» **次の課題**:
**A)** 『ロング・ライダーズ』の感想について、次の(i)～(iii)が内容と一致するかを判定し、それぞれ「はい」か「いいえ」で答え、判断の決め手となる語句をそのまま引用すること。
(i) 本作はウォルター・ヒル監督にとって初めての西部劇である。
(ii) 本作のロングコートは薄茶色である。
(iii) ジェシー役を演じたのはステイシー・キーチである。
**B)** 『ロング・ライダーズ』の感想から、「ロング・ライダーズ(1980年製作の映画)」から「たイマイチ作品の印象でした。」までを一字一句変えずに引用すること。
**C)** 『ロング・ライダーズ』の感想について、次の問いに答えること。
(i) 筆者がこの映画を観るのは何回目くらいか。
(ii) ピンカートン探偵社は当時何に匹敵したとされているか。
(iii) キーチ兄弟の二人は、出演のほかに本作の何に参加しているか。

» **本文の抜粋**:
_ _ _ _ _ _ _
ロング・ライダーズ(1980年製作の映画)
3.8
久しぶりですが観るのは3回目くらいでしょうか。
ジェシーとフランクのジェームズ兄弟とコール、ジム、ボブのヤンガー兄弟からなる有名なジェームズ=ヤンガー強盗団を描いたウォルター・ヒル監督初の西部劇です。
ヒル監督は他にも『ワイルド・ビル』『ジェロニモ』といった実在の人物を描いた西部劇を撮っています。

公開時は既に西部劇は貴重でしたし、実の兄弟俳優たちが4組の兄弟をそれぞれ演じたのも話題となり、淀川さんも推してましたが、正直、私としてはペキンパー作品を表面だけ丸パクリしたイマイチ作品の印象でした。
ところが今あらためて観るとなかなかイイ感じ(アレっ?)。

まあ先日、同じくジェームズ兄弟を描いた古い作品『地獄への道』『地獄への逆襲』を観た影響もありますが、それぞれのキャラの位置関係やピンカートン探偵社(当時はFBIに匹敵)との壮絶な攻防が、より真実に近くリアルに迫ってきて興味深く鑑賞できました。
史実の映画化は、作品毎のキャラやエピソードの微妙な違いを発見するのも醍醐味です。

タイトルの一部でもあるロングコートは古い作品でもお馴染みの彼らのトレードマーク。
他作品では薄茶や黄土色っぽいイメージですが、本作ではグレーっぽくてそれがまたクールでスタイリッシュな印象を与えています。どちらが史実に忠実な色かは知りませんが。

私の記憶ではジェシー役はステイシー・キーチだったんですが、実は弟の方のジェームズ・キーチでした。兄のフランクがステイシー。まあ顔が似てるから仕方ないと自己弁護しますが、この二人は本作の脚本にも参加しています。
_ _ _ _ _ _ _
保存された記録

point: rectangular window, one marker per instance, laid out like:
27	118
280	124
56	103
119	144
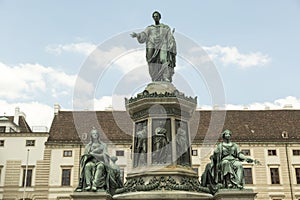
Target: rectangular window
274	175
246	152
30	143
119	153
297	171
2	129
272	152
122	174
196	169
67	153
248	175
28	178
296	152
66	177
194	152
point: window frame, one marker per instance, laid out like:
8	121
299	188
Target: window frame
277	175
27	144
67	153
246	150
194	152
272	154
297	179
120	153
2	143
2	129
64	181
28	183
251	173
296	150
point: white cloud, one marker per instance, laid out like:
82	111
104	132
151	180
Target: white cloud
37	114
26	80
231	55
288	102
81	48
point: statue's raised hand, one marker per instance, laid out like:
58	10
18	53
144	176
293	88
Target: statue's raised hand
133	34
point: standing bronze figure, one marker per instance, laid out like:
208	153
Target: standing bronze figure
160	49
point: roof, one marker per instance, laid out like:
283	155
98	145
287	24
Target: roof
23	125
116	126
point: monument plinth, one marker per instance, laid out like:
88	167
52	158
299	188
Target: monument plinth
161	146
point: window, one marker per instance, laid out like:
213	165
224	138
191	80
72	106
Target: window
66	177
119	153
28	178
297	171
296	152
194	152
2	129
122	174
30	143
246	152
196	169
272	152
248	175
67	153
11	130
274	176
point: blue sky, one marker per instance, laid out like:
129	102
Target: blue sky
254	46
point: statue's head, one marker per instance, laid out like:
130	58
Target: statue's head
226	134
114	158
94	134
156	16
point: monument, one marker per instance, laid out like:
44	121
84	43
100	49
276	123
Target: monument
162	166
161	145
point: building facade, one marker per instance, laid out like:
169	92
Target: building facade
270	136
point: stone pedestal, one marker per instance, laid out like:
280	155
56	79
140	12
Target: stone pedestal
245	194
161	140
91	196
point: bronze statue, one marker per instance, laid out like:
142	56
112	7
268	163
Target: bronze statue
97	174
160	49
225	169
160	142
182	145
141	145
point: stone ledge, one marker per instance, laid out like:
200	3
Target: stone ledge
235	194
166	195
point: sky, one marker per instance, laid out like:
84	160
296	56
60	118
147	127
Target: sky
48	49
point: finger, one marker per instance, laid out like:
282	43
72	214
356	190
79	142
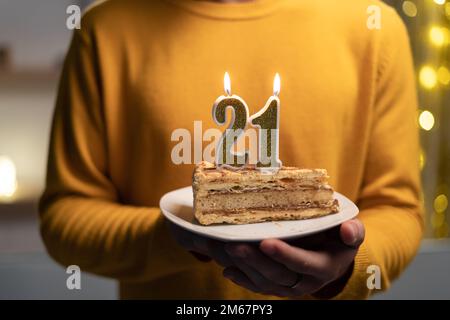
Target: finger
297	259
352	233
309	242
261	284
307	285
214	249
239	278
268	268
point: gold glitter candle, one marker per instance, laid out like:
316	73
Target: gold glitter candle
268	122
224	149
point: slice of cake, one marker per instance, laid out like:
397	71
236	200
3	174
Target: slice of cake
249	196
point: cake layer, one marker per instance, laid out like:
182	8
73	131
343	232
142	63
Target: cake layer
207	176
248	195
264	198
253	216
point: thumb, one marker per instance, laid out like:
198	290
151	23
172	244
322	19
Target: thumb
352	233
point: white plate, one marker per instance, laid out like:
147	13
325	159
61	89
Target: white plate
177	206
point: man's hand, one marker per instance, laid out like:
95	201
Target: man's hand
320	264
202	248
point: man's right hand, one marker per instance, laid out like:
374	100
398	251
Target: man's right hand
202	248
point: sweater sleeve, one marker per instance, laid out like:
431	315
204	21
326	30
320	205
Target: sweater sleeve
81	219
389	199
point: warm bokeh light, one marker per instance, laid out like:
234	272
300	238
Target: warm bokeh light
441	203
438	35
8	180
428	77
426	120
409	8
422	159
443	75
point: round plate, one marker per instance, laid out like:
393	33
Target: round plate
177	206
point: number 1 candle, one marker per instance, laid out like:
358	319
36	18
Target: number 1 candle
268	122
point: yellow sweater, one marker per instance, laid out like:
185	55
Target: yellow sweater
139	69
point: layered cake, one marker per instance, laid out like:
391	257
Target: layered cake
249	196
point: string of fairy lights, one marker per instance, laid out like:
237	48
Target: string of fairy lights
428	22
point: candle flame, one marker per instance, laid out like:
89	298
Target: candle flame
276	85
227	83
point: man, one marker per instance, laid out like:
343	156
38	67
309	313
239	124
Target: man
137	70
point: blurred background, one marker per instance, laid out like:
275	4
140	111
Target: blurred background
33	42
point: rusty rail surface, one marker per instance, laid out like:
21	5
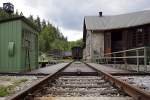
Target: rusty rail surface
131	90
20	95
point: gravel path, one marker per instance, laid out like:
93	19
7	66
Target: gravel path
142	82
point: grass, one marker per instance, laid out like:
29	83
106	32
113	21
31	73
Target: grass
7	90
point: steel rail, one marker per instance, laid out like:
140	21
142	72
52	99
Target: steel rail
131	90
20	95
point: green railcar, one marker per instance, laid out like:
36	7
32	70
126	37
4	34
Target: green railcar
18	45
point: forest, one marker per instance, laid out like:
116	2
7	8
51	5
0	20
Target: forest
50	36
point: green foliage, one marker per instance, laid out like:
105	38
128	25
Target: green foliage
3	91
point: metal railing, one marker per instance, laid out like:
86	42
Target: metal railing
138	57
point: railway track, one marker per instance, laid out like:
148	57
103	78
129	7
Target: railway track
100	84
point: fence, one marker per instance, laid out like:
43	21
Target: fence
137	59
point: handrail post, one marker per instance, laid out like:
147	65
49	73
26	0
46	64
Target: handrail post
125	60
114	55
145	58
137	60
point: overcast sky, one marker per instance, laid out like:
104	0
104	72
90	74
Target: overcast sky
68	15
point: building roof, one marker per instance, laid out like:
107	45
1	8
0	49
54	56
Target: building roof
2	20
117	21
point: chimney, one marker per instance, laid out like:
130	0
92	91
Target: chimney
100	14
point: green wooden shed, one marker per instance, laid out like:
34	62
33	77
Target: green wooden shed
18	45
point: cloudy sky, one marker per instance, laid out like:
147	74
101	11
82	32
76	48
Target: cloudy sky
68	15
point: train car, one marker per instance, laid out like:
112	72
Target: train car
77	52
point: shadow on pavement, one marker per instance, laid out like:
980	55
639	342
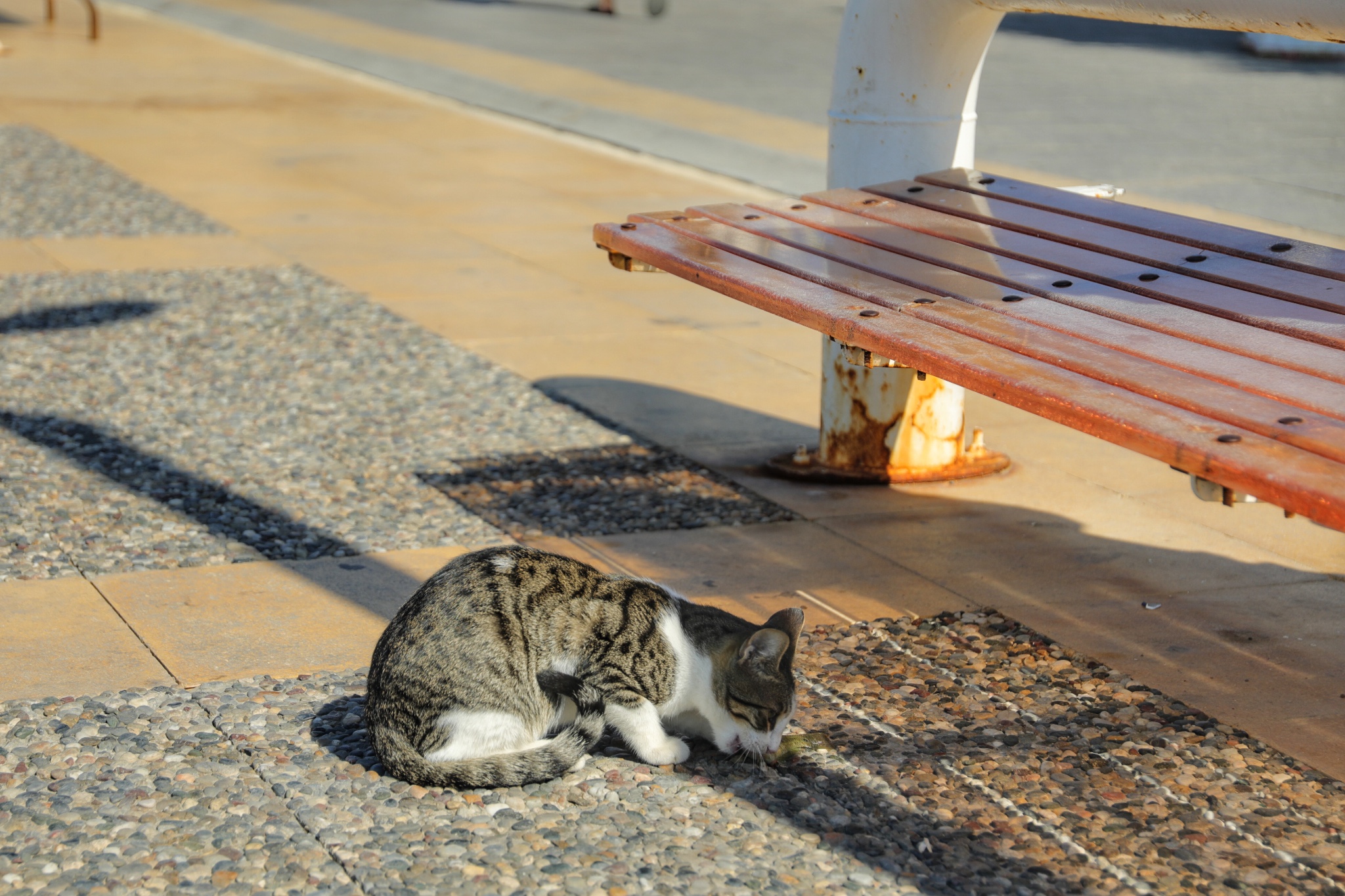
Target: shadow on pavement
1200	41
876	832
74	316
223	512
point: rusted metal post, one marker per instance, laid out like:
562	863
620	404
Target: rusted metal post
903	102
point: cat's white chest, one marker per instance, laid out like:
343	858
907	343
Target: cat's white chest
692	704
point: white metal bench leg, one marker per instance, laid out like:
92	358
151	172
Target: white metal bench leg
903	102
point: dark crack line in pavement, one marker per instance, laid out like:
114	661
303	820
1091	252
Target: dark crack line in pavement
217	726
1208	815
994	796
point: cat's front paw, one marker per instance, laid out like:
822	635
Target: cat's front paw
670	753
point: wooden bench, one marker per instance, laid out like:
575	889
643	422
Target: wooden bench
1216	350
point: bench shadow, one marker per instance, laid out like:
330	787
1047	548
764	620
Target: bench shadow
225	513
74	316
880	833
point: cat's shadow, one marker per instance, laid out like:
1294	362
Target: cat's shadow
340	730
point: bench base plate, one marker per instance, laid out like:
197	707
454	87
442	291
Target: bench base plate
791	467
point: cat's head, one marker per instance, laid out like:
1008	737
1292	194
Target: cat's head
757	685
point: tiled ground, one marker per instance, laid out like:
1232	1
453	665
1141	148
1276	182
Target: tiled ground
154	419
953	756
50	188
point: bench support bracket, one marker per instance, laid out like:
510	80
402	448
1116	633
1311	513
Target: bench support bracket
883	423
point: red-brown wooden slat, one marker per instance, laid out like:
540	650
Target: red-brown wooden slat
1245	373
1165	254
1214	299
1224	238
1310	431
1026	278
1271	471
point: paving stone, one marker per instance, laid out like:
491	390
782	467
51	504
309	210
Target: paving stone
962	754
154	419
50	188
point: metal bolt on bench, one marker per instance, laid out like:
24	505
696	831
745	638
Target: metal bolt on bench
1218	350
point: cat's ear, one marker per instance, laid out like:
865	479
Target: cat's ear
789	621
766	649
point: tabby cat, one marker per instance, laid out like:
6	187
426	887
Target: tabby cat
506	666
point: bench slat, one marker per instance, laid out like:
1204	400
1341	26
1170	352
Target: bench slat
1245	373
1165	254
1259	310
1266	468
1224	238
1313	433
1026	278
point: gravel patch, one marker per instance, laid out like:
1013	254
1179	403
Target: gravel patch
50	188
959	754
628	488
154	419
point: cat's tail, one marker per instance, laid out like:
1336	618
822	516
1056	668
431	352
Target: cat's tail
541	763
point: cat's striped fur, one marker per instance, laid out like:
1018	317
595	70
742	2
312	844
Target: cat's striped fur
483	662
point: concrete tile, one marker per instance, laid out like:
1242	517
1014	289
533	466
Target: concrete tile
698	363
213	624
164	253
24	257
443	278
763	567
521	314
61	639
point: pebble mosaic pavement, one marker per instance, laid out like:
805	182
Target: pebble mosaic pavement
50	188
969	756
152	419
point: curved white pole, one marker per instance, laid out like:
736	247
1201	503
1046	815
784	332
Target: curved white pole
904	91
903	104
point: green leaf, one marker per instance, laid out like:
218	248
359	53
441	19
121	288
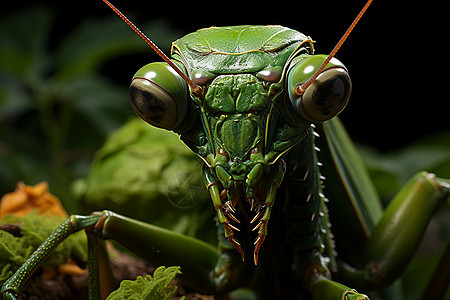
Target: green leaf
156	287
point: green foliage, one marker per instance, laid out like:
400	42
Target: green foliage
35	228
156	287
149	174
56	106
390	171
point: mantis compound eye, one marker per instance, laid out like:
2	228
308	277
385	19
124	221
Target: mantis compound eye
159	95
326	96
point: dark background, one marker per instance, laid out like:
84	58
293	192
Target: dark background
395	55
398	91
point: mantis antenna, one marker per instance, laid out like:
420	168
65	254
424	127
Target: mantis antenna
302	88
194	87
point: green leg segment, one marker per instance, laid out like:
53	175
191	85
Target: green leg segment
399	232
204	267
101	277
73	224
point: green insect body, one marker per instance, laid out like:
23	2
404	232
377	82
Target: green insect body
250	101
246	123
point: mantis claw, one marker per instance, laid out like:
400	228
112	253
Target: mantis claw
259	240
8	295
237	246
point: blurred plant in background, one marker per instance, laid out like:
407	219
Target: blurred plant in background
56	107
59	100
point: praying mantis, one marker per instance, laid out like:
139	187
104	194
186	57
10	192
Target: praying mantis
254	102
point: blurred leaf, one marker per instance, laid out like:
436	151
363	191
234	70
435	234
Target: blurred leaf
149	174
56	106
390	171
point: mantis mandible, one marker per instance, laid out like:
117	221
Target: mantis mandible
251	101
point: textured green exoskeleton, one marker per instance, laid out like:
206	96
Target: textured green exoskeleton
255	133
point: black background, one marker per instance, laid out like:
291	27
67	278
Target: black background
394	55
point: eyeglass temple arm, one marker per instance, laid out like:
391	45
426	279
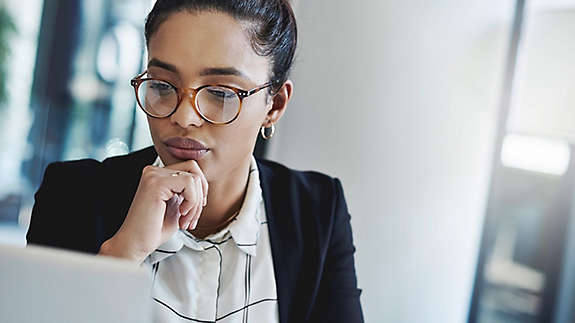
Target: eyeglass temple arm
259	88
139	75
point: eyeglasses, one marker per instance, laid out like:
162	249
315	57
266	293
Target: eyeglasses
217	104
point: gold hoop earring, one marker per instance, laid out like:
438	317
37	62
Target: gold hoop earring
263	132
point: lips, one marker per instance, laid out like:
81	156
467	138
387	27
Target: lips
186	148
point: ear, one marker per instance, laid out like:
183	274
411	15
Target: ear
279	103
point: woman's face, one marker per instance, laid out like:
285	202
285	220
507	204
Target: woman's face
194	49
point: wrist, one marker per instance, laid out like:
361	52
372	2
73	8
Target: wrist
114	247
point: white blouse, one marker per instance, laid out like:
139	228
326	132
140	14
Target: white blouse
226	277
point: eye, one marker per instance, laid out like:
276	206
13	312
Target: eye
221	93
161	88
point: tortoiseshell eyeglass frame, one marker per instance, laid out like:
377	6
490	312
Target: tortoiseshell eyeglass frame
185	92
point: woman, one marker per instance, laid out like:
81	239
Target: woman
229	238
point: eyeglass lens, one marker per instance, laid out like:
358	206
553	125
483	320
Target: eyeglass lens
215	103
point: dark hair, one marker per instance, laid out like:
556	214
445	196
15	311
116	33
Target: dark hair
273	30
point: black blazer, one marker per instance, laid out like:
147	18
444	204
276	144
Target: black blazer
82	203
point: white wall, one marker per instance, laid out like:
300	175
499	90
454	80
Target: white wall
399	99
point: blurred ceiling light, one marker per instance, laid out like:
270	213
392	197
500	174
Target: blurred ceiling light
536	154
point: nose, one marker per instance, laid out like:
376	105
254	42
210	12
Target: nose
186	115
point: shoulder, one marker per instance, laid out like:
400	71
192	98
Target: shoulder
299	184
280	172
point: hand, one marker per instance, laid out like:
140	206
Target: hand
164	202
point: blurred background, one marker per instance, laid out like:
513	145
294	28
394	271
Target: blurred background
451	124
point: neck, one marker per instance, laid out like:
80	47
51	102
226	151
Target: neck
225	197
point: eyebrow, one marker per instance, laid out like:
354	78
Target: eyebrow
205	72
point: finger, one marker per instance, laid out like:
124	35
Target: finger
194	222
185	220
189	192
192	166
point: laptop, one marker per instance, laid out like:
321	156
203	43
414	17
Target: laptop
40	284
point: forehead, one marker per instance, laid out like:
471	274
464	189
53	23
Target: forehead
193	42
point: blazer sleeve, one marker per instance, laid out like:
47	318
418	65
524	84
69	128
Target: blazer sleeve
339	297
62	215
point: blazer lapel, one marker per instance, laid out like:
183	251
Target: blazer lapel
124	177
286	241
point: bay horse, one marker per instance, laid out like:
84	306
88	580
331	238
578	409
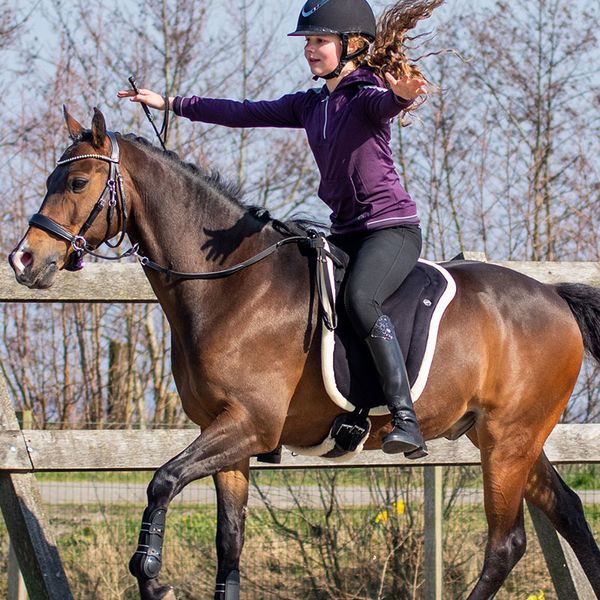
_ _ _ _ _ _ _
» **解答**:
**A)**
(i) はい。「ウォルター・ヒル監督初の西部劇です」とある。
(ii) いいえ。「本作ではグレーっぽくて」とある。
(iii) いいえ。「実は弟の方のジェームズ・キーチでした。兄のフランクがステイシー。」とある。

**B)**
ロング・ライダーズ(1980年製作の映画)
3.8
久しぶりですが観るのは3回目くらいでしょうか。
ジェシーとフランクのジェームズ兄弟とコール、ジム、ボブのヤンガー兄弟からなる有名なジェームズ=ヤンガー強盗団を描いたウォルター・ヒル監督初の西部劇です。
ヒル監督は他にも『ワイルド・ビル』『ジェロニモ』といった実在の人物を描いた西部劇を撮っています。

公開時は既に西部劇は貴重でしたし、実の兄弟俳優たちが4組の兄弟をそれぞれ演じたのも話題となり、淀川さんも推してましたが、正直、私としてはペキンパー作品を表面だけ丸パクリしたイマイチ作品の印象でした。

**C)**
(i) 3回目くらいである。
(ii) FBIに匹敵したとされている。
(iii) 本作の脚本に参加している。